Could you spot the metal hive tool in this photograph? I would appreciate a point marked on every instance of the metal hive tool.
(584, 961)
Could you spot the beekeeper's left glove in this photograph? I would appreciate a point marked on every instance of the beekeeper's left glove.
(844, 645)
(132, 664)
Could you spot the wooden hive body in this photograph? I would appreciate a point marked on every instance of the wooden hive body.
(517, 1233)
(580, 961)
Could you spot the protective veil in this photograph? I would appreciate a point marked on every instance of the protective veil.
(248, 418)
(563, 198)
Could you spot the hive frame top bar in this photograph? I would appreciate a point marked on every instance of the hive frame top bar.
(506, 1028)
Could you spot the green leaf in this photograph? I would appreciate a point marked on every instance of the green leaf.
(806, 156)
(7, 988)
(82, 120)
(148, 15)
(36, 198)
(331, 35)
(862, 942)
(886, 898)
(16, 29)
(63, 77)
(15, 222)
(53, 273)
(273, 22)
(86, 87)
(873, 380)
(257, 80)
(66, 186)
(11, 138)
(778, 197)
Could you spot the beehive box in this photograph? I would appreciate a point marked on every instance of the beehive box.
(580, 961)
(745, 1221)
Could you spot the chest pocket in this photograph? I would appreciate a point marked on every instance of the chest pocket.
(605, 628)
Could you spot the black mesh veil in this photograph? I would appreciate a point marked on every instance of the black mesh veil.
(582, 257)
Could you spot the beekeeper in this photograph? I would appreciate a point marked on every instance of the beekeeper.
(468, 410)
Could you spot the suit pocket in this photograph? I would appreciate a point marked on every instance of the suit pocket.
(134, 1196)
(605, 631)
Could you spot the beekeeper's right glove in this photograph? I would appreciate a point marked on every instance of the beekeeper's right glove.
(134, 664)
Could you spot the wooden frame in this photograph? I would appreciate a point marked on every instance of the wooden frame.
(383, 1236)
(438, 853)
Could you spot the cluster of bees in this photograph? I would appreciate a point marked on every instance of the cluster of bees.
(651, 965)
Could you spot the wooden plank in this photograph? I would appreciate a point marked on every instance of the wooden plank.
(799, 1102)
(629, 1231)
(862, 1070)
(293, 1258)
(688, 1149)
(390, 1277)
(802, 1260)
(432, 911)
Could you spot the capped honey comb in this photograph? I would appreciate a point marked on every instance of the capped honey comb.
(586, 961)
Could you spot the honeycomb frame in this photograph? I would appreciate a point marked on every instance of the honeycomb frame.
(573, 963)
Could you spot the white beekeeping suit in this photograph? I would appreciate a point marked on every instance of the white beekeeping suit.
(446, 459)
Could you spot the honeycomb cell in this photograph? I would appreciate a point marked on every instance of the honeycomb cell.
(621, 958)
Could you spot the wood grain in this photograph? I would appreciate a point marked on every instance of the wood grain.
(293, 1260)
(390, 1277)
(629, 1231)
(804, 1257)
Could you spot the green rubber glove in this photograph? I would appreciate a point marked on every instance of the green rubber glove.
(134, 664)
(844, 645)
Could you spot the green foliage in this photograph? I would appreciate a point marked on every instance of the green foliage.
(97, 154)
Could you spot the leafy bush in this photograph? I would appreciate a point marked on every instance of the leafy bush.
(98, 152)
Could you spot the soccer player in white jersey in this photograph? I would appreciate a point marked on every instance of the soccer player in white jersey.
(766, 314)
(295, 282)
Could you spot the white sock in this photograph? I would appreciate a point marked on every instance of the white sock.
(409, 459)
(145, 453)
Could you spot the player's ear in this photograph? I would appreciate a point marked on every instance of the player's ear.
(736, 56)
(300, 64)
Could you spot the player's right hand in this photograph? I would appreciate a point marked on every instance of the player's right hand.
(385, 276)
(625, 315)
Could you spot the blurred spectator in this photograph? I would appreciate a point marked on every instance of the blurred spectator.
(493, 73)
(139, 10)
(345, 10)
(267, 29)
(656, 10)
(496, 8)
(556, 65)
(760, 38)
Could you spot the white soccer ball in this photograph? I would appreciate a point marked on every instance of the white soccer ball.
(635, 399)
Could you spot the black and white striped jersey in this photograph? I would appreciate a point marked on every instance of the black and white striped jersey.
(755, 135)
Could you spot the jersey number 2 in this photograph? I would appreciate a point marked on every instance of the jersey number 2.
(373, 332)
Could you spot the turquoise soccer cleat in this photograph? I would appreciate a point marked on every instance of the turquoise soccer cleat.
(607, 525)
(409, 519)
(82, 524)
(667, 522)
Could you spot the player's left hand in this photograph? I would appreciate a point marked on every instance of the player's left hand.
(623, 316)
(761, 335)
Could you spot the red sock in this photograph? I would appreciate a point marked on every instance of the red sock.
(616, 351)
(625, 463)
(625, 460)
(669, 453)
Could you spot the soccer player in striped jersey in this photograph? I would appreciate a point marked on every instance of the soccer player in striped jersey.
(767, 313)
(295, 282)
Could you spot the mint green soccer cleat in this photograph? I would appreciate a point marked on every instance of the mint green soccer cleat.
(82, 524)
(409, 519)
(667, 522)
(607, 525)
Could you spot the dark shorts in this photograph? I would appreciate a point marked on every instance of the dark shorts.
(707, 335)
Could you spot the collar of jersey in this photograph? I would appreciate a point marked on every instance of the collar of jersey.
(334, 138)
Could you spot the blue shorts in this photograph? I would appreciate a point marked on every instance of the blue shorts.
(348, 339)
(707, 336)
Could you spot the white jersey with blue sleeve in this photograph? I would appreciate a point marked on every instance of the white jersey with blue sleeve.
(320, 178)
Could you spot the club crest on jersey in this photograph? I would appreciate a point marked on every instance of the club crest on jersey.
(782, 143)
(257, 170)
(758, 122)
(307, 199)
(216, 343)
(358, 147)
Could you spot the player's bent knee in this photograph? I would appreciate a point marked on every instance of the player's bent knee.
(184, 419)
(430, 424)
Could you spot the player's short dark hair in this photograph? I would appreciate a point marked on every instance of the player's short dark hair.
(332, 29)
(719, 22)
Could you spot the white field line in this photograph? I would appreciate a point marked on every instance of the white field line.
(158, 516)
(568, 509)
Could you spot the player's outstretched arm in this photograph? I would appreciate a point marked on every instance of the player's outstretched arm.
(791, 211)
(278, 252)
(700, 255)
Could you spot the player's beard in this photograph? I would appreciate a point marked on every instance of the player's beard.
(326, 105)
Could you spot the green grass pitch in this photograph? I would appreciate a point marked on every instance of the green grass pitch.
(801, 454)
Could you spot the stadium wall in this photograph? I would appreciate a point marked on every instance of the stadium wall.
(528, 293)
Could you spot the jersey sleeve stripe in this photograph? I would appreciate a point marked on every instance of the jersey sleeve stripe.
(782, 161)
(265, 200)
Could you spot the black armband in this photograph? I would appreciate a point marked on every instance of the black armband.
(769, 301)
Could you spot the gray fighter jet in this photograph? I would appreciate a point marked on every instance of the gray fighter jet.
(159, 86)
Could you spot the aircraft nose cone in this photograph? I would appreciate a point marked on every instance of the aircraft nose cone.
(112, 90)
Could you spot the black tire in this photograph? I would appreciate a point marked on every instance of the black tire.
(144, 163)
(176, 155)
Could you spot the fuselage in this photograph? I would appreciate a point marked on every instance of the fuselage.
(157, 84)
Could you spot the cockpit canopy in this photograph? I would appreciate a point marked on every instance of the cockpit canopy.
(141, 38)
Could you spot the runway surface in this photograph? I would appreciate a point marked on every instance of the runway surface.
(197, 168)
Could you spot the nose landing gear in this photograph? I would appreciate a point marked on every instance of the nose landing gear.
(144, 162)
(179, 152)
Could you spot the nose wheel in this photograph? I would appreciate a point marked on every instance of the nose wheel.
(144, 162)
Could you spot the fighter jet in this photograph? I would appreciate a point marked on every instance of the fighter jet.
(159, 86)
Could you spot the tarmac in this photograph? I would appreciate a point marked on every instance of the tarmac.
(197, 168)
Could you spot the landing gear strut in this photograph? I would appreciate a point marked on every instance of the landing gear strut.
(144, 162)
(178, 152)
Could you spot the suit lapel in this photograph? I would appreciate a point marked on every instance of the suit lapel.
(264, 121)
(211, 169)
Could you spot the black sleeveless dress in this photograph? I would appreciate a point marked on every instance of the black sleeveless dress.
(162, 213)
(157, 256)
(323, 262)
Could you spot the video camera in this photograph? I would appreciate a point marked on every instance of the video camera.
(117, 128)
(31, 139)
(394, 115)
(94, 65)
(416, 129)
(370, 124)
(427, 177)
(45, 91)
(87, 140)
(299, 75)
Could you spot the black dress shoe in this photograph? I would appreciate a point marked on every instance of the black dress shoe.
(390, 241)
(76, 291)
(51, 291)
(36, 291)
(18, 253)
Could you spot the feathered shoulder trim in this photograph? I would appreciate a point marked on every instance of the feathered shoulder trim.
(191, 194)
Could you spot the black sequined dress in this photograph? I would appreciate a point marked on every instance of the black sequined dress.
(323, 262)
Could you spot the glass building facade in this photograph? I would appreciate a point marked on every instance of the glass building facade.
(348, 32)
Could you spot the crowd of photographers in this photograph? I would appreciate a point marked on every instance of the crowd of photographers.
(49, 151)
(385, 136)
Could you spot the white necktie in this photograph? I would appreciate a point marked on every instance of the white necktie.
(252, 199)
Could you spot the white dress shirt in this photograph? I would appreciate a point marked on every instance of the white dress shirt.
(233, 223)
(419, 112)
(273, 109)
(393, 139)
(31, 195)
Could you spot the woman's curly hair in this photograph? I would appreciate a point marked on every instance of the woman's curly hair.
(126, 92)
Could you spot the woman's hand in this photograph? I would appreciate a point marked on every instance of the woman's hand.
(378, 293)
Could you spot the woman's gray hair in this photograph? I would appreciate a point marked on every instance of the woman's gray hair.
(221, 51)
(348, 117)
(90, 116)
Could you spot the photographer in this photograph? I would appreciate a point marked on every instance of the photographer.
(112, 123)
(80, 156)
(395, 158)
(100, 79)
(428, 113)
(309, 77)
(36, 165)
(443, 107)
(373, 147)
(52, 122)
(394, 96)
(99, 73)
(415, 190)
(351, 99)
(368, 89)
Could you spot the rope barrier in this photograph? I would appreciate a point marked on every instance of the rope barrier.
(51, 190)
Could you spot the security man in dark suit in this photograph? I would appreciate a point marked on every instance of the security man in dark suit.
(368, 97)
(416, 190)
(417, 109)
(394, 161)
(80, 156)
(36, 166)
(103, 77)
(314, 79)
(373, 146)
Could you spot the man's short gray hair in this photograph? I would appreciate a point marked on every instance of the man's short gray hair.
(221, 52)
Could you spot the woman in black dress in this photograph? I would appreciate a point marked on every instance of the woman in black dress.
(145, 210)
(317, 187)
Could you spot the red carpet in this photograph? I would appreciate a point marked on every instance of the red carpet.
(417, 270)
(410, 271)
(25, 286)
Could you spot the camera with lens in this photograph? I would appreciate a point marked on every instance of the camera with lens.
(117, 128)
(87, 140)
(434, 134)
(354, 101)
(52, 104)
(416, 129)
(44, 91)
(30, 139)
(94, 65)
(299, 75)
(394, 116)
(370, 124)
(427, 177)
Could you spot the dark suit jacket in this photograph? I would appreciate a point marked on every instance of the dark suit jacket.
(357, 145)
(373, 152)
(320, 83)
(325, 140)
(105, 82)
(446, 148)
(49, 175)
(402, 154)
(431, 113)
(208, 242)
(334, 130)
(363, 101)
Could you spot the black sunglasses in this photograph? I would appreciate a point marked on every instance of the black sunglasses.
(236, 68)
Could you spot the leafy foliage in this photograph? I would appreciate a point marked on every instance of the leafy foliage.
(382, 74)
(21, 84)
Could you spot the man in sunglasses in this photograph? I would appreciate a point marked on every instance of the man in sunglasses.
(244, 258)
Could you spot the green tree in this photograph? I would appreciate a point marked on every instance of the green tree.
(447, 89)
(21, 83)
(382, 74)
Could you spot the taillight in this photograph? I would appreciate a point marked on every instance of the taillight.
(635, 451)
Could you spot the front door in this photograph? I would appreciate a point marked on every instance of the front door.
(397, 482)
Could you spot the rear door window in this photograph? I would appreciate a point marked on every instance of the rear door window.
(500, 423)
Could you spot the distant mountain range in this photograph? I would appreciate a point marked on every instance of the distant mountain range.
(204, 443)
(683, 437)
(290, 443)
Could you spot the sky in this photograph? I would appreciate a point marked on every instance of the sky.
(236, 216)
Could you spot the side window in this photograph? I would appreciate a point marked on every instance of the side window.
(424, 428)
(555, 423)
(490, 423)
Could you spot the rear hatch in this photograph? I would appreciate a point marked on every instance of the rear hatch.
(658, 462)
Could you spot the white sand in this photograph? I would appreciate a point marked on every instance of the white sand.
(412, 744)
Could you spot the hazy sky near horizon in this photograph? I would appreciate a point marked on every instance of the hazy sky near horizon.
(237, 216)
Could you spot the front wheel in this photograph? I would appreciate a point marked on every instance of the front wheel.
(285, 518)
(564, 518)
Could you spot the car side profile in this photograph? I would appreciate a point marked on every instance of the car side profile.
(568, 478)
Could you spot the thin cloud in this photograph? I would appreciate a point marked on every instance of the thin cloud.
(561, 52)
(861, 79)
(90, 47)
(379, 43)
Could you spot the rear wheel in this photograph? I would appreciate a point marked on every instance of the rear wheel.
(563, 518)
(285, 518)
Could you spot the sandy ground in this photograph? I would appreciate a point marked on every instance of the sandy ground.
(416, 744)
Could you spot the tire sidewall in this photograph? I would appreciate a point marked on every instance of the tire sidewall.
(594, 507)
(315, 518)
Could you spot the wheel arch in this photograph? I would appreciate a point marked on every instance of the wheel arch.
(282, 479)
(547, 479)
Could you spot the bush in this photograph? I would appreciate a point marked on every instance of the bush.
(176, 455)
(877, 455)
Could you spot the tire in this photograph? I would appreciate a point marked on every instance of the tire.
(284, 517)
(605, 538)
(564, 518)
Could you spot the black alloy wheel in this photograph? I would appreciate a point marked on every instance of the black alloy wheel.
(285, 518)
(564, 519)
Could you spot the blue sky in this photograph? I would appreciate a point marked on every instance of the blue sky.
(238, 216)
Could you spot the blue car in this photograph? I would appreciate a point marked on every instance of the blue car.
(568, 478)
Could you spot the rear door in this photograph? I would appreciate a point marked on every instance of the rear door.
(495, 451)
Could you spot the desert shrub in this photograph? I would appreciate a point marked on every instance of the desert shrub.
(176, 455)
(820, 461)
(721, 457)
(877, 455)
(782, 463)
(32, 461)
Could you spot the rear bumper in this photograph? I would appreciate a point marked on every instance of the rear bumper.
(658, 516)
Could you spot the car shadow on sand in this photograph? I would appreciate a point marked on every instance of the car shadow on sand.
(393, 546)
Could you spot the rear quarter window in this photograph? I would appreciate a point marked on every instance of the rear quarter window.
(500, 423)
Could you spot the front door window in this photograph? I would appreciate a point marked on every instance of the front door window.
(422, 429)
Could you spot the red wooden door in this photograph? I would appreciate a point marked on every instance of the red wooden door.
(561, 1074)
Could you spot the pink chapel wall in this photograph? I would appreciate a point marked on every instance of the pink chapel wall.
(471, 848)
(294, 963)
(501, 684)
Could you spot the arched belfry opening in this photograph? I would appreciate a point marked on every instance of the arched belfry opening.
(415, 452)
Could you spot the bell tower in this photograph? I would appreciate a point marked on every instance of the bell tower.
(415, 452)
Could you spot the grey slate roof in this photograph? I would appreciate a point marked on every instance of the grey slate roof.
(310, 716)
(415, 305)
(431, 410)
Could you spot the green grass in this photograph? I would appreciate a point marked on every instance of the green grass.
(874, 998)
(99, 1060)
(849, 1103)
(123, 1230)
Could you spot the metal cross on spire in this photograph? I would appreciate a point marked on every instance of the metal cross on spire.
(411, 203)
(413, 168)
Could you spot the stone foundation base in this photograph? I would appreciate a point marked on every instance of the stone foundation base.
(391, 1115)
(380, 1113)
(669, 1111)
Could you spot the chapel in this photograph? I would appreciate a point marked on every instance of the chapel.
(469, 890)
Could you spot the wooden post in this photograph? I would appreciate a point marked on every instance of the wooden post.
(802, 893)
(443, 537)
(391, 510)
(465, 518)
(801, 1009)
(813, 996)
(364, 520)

Stated goal:
Starting at the line with "Could you spot the bell", copy every line up to and including the last one in the entries above.

Result:
Could you spot the bell tower in this photograph? I would appreciate a point marked on every instance of the bell tower.
(415, 452)
Could you spot the grey slate roof in this photograph? I would appreciate a point marked on every instance of the grey slate roof.
(310, 716)
(415, 305)
(431, 410)
Could you spot the green grass in this photograph? I would appreciate a point marked on every instance of the green grass.
(874, 998)
(99, 1060)
(849, 1103)
(123, 1230)
Could you spot the metal cross on spire in this photograph? I would appreciate a point marked on every instance of the metal cross on spire.
(411, 203)
(413, 168)
Could you spot the stone foundation base in this photograph? I would appreciate a point marked on every instance of the stone foundation base.
(391, 1115)
(380, 1113)
(669, 1111)
Could you spot the chapel in this photograph? I would appreciate a point marked on every instance of the chapel.
(469, 890)
Could you spot the wooden post in this photograph? I would appreciate a point marked on every instance of the wooden post.
(802, 893)
(443, 537)
(391, 510)
(465, 518)
(801, 1009)
(813, 996)
(364, 520)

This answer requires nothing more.